#### Exercise requirements:
Report back each line of the data that contains the word "vegetation".
BEGIN Working data
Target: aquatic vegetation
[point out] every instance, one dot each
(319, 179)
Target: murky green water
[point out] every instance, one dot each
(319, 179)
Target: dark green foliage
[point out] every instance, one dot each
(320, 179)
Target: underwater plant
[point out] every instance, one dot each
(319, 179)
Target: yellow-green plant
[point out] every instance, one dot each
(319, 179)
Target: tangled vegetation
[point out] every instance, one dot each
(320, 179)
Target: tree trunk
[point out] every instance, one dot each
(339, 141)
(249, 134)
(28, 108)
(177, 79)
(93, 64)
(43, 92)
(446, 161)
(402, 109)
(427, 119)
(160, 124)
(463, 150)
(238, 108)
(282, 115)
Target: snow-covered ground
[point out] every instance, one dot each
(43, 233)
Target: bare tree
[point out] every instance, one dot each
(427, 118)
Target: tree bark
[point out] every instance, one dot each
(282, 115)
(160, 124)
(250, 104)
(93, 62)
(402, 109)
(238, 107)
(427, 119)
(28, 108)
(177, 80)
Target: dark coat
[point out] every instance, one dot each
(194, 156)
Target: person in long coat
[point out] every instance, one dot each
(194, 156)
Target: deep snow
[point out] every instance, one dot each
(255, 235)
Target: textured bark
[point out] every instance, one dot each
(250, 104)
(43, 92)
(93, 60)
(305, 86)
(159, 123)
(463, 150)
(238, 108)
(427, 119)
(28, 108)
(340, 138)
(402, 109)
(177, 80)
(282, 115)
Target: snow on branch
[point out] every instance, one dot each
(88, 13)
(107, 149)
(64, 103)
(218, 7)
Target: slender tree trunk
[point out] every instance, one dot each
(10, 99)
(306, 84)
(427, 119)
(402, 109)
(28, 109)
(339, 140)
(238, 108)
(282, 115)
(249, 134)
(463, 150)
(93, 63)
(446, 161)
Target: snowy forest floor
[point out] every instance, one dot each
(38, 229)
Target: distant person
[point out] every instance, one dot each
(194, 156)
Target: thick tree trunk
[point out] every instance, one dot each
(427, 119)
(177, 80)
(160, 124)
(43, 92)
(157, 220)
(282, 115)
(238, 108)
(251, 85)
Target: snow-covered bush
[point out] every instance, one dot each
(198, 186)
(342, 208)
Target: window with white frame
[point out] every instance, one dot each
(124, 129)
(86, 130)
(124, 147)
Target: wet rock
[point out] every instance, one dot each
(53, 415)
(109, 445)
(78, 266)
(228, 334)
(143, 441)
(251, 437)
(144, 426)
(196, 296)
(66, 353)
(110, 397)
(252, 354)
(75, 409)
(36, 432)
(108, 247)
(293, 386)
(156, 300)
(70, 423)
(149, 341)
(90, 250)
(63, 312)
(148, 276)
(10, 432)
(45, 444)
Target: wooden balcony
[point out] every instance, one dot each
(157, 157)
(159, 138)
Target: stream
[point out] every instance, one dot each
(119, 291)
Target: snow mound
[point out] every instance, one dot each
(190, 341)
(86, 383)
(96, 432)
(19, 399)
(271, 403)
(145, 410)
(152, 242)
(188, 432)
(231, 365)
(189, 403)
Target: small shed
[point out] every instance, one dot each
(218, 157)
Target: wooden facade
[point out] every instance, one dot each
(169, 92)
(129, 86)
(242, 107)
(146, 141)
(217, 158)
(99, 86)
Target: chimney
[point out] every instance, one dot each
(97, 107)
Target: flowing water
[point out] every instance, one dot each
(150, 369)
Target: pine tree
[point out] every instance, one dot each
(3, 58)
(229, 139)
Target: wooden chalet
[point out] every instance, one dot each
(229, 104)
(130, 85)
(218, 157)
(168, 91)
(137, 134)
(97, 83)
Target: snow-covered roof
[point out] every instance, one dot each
END Working data
#### Output below:
Target: aquatic vegetation
Target: tangled vegetation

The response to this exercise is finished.